### Exercise objective
Please reproduce the passage of the campaign article starting at "She suggested Labour" and ending at "their independence obsession.".

### Article
----
He added: "You've got a moral obligation to pay your taxes. However rich, powerful and famous you are, one day you might have a heart attack. Then you're going to need the public services."

Launching Scottish Labour's campaign on Wednesday, Leonard told voters in Glasgow's Maryhill: "Scotland has the power to decide if Boris Johnson or Jeremy Corbyn is in Downing Street by the end of the year."

The First Minister says the country's electoral maths show that only the SNP can "stop the Tories" in Scotland and "deprive them of a majority".

She has sent an open letter to Remain voters, urging them to back the SNP to help evict Johnson and his Conservative party from government.

And campaigning in Alloa on Wednesday, Sturgeon said: "It is my intention to have a (independence) referendum next year.

"On this question of will Westminster allow it or not, we are at the start of an election campaign - this is an opportunity for the people in Scotland to have their say and make their views known.

"If the SNP win this election, I think that demand becomes irresistible."

She suggested Labour is already "pretty much conceding" it could not stand in the way of a second independence vote, and added: "I suspect it won't be too much longer until we see the Tories struggle to maintain that argument as well."

The Scottish Liberal Democrats accused the SNP leader of trying to "hoodwink" Remain voters.

MSP Alex Cole-Hamilton said: "Nicola Sturgeon is trying to pull the wool over voter's eyes. Every vote for the SNP will be used to justify their independence obsession.

"It took months of pestering by the Liberal Democrats and others before Nicola Sturgeon reluctantly backed a People's Vote.

"The SNP would need to introduce brutal spending cuts before an independent Scotland could get back into the European Union.

"Remain voters should ignore the leaky lifeboat of independence and help prevent the ship from sinking by voting Liberal Democrat."
----
[Items drawn from a data source]
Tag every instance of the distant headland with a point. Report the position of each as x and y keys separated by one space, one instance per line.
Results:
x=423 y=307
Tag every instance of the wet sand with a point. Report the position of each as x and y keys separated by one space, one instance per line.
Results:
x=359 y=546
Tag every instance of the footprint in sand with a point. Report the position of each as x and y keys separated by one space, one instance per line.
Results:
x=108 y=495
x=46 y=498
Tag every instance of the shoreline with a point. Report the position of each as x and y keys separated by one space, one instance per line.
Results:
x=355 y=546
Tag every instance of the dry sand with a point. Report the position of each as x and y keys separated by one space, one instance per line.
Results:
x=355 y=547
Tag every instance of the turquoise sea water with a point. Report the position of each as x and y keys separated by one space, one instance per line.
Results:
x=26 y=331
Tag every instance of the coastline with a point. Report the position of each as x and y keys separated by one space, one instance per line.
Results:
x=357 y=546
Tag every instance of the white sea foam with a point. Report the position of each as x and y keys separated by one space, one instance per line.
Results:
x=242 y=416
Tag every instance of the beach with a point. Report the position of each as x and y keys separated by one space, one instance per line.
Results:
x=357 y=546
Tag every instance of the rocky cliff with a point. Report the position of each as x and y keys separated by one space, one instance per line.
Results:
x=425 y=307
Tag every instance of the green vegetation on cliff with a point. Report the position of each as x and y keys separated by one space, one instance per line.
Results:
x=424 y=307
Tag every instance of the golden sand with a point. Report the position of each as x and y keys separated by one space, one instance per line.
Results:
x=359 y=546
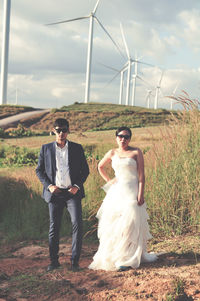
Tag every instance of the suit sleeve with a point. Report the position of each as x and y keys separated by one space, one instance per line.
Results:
x=84 y=169
x=40 y=170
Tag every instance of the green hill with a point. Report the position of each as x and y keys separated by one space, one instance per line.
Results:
x=98 y=116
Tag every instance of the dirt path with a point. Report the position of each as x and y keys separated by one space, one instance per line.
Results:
x=14 y=119
x=175 y=276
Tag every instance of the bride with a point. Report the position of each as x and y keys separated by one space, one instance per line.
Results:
x=123 y=229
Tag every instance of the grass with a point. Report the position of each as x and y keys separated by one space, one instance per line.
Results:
x=93 y=117
x=9 y=110
x=172 y=181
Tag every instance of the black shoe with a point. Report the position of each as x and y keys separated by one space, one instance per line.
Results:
x=53 y=266
x=123 y=268
x=75 y=267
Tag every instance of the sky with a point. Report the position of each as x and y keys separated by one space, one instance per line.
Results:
x=47 y=64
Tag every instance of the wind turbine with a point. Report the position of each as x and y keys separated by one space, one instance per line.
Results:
x=5 y=51
x=148 y=98
x=121 y=72
x=173 y=93
x=128 y=65
x=91 y=17
x=158 y=91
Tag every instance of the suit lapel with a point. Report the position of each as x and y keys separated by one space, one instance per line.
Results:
x=53 y=158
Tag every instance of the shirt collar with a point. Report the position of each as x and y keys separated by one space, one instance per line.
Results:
x=64 y=148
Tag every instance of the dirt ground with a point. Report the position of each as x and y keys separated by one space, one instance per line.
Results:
x=175 y=276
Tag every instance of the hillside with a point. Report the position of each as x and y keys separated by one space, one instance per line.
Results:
x=97 y=116
x=10 y=110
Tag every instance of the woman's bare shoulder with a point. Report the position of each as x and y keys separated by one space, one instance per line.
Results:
x=111 y=153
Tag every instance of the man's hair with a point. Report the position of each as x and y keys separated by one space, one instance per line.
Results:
x=123 y=128
x=61 y=122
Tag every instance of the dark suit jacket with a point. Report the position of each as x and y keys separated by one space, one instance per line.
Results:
x=46 y=169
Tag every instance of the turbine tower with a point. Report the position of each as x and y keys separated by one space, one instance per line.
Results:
x=92 y=16
x=173 y=94
x=158 y=91
x=148 y=98
x=129 y=65
x=5 y=52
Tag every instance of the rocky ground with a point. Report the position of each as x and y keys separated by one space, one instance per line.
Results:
x=175 y=276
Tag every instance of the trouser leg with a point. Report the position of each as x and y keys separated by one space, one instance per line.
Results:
x=55 y=215
x=75 y=210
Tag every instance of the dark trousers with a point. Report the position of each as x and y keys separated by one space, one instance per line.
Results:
x=56 y=206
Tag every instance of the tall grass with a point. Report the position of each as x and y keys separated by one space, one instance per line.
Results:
x=173 y=169
x=172 y=184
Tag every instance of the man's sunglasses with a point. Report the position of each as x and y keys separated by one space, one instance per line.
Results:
x=124 y=136
x=59 y=130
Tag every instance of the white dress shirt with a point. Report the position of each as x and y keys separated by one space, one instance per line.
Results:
x=63 y=179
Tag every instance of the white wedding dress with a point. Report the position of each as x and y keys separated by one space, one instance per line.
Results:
x=123 y=229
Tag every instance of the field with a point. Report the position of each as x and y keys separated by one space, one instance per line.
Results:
x=172 y=163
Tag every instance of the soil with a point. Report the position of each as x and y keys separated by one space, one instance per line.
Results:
x=175 y=276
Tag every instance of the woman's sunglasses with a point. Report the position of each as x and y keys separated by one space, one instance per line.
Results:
x=59 y=130
x=124 y=136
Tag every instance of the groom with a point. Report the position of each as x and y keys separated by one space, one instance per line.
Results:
x=62 y=169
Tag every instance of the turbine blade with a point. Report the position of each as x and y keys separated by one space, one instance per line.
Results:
x=124 y=40
x=140 y=62
x=110 y=81
x=109 y=36
x=95 y=8
x=109 y=67
x=146 y=83
x=65 y=21
x=174 y=91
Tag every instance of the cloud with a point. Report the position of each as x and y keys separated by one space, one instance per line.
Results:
x=191 y=32
x=49 y=62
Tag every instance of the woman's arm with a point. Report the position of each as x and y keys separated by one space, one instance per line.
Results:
x=106 y=159
x=141 y=177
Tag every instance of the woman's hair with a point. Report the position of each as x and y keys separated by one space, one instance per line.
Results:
x=123 y=128
x=61 y=122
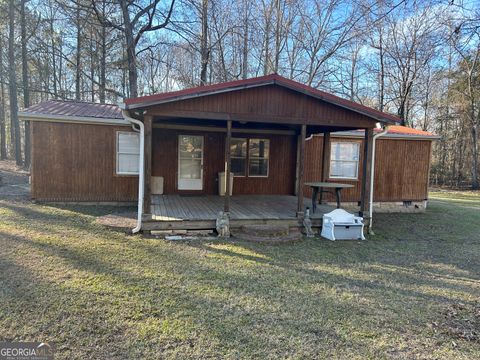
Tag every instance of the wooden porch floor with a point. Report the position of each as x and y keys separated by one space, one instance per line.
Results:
x=242 y=207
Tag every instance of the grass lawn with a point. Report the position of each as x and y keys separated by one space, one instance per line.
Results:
x=411 y=291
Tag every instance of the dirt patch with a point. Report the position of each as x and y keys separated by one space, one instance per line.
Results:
x=461 y=322
x=13 y=181
x=120 y=221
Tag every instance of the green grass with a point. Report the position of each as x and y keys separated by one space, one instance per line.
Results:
x=96 y=293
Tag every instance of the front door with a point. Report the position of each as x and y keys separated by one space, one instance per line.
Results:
x=190 y=162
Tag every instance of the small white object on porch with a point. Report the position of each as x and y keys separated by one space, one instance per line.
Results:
x=341 y=225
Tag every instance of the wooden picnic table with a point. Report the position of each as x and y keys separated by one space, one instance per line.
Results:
x=320 y=187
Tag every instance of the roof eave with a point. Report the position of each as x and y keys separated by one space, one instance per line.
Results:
x=273 y=81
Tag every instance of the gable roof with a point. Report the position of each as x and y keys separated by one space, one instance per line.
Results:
x=273 y=79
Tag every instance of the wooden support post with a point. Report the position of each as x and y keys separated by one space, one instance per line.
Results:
x=367 y=171
x=226 y=207
x=300 y=166
x=147 y=196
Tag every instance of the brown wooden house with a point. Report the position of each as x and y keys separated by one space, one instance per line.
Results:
x=271 y=133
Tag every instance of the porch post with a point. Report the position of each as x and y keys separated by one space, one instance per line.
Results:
x=147 y=195
x=226 y=207
x=300 y=166
x=367 y=170
x=325 y=156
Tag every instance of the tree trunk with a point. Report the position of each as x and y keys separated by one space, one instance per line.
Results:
x=245 y=41
x=54 y=60
x=78 y=56
x=381 y=75
x=131 y=50
x=3 y=139
x=13 y=84
x=103 y=59
x=25 y=82
x=474 y=133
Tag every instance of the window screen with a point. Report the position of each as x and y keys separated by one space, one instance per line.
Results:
x=238 y=154
x=344 y=159
x=128 y=153
x=258 y=155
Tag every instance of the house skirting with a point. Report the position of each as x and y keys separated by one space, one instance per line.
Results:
x=389 y=206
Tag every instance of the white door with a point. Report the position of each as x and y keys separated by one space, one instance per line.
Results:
x=190 y=162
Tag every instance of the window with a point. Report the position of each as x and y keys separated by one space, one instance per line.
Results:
x=344 y=160
x=128 y=153
x=238 y=154
x=258 y=152
x=254 y=152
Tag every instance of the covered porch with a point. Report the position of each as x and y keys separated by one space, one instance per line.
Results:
x=272 y=111
x=188 y=212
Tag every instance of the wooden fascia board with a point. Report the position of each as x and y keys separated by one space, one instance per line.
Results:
x=222 y=129
x=208 y=115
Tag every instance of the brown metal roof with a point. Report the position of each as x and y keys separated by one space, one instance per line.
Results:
x=150 y=100
x=75 y=108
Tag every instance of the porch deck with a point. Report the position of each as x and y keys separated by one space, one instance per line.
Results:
x=175 y=212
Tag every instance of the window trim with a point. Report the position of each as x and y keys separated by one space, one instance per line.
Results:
x=245 y=175
x=268 y=159
x=333 y=177
x=117 y=153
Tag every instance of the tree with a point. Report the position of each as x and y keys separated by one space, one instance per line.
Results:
x=13 y=84
x=137 y=21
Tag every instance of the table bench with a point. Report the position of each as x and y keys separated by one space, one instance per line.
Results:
x=319 y=187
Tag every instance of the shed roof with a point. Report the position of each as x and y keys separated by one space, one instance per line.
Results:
x=273 y=79
x=394 y=131
x=75 y=108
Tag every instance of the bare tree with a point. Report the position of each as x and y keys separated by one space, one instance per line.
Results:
x=12 y=86
x=137 y=20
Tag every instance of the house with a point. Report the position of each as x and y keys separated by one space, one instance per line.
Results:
x=271 y=133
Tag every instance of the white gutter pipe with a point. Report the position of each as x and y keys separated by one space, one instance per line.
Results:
x=141 y=168
x=372 y=178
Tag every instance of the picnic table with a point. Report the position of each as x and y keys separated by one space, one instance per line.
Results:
x=319 y=187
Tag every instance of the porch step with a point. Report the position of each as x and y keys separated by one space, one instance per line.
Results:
x=269 y=234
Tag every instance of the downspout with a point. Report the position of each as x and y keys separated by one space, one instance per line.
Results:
x=141 y=168
x=372 y=178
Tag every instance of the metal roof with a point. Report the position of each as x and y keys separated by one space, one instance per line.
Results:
x=75 y=108
x=274 y=79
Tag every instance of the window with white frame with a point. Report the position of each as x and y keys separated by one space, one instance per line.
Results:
x=344 y=158
x=128 y=153
x=249 y=157
x=238 y=151
x=258 y=155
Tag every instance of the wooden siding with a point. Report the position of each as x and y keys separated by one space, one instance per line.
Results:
x=401 y=169
x=280 y=180
x=76 y=162
x=271 y=104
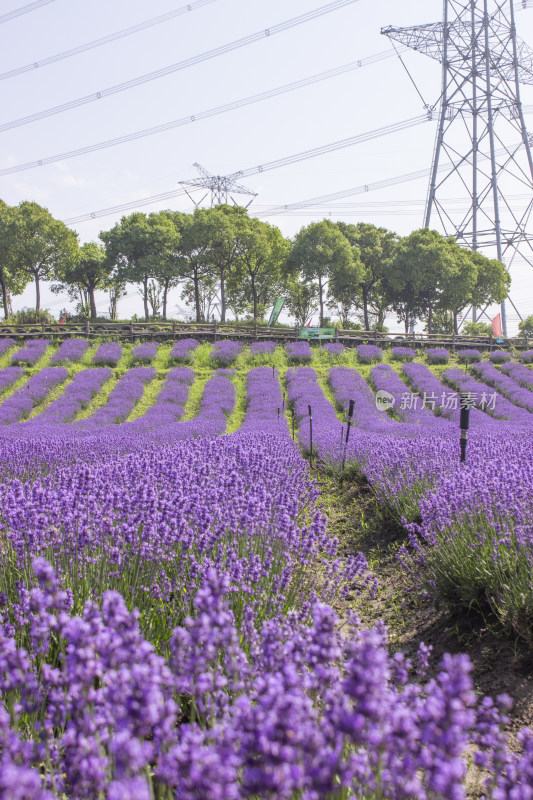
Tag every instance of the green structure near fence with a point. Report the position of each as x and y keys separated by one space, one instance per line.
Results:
x=316 y=333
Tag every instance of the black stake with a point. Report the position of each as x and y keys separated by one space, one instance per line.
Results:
x=350 y=417
x=464 y=422
x=310 y=436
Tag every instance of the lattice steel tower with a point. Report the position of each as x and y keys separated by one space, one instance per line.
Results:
x=482 y=151
x=220 y=186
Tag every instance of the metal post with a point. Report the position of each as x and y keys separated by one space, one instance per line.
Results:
x=310 y=436
x=348 y=428
x=464 y=423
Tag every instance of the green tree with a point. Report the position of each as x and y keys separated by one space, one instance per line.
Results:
x=90 y=272
x=301 y=299
x=375 y=248
x=526 y=326
x=421 y=265
x=12 y=280
x=318 y=251
x=257 y=277
x=137 y=245
x=42 y=246
x=477 y=329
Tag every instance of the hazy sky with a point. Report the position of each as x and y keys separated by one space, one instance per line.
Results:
x=372 y=96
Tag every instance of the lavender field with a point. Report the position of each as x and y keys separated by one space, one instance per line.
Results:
x=179 y=615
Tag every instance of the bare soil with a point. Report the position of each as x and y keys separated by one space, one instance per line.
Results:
x=502 y=664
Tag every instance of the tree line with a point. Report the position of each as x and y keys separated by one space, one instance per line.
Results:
x=222 y=258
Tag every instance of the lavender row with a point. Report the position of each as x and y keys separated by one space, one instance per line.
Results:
x=31 y=353
x=170 y=402
x=21 y=402
x=405 y=404
x=144 y=353
x=487 y=398
x=504 y=384
x=265 y=411
x=108 y=354
x=520 y=374
x=70 y=351
x=76 y=396
x=183 y=349
x=5 y=345
x=123 y=397
x=9 y=376
x=305 y=713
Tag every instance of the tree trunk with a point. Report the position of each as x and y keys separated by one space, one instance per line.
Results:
x=196 y=282
x=222 y=297
x=37 y=292
x=5 y=301
x=254 y=294
x=365 y=309
x=145 y=293
x=92 y=302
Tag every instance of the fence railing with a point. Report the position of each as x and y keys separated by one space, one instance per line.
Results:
x=253 y=332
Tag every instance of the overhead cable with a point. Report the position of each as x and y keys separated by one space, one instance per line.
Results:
x=18 y=12
x=82 y=48
x=188 y=62
x=268 y=165
x=192 y=118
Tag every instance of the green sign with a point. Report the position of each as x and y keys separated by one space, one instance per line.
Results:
x=316 y=333
x=278 y=305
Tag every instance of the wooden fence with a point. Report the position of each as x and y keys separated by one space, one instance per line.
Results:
x=133 y=331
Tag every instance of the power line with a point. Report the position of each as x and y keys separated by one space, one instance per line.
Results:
x=188 y=62
x=18 y=12
x=191 y=118
x=269 y=165
x=82 y=48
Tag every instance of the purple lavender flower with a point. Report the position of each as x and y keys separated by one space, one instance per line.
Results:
x=499 y=357
x=299 y=352
x=19 y=405
x=469 y=356
x=369 y=353
x=334 y=349
x=225 y=352
x=262 y=348
x=436 y=355
x=403 y=354
x=108 y=354
x=183 y=350
x=70 y=351
x=5 y=345
x=144 y=353
x=31 y=353
x=9 y=376
x=123 y=398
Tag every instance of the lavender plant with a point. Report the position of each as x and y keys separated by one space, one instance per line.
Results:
x=183 y=350
x=299 y=352
x=70 y=351
x=108 y=354
x=369 y=353
x=31 y=353
x=144 y=353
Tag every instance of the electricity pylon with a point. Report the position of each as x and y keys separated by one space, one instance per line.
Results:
x=482 y=150
x=220 y=186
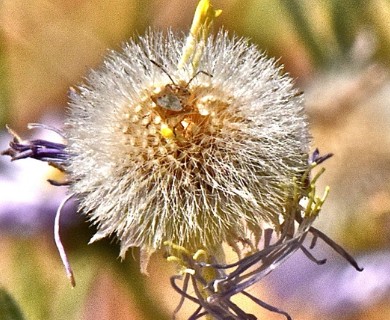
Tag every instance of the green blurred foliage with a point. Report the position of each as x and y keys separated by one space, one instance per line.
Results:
x=47 y=46
x=9 y=310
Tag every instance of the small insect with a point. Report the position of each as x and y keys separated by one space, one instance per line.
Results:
x=174 y=97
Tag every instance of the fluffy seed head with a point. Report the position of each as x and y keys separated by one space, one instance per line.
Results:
x=195 y=157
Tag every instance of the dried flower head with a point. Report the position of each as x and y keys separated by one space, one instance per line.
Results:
x=192 y=156
x=189 y=142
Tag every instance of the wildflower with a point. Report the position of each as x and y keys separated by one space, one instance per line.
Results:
x=194 y=157
x=188 y=143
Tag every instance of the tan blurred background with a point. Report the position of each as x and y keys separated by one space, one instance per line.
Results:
x=337 y=50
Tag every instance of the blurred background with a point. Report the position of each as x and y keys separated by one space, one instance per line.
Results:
x=339 y=54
----
### Completed exercise
She suggested Labour is already "pretty much conceding" it could not stand in the way of a second independence vote, and added: "I suspect it won't be too much longer until we see the Tories struggle to maintain that argument as well."

The Scottish Liberal Democrats accused the SNP leader of trying to "hoodwink" Remain voters.

MSP Alex Cole-Hamilton said: "Nicola Sturgeon is trying to pull the wool over voter's eyes. Every vote for the SNP will be used to justify their independence obsession.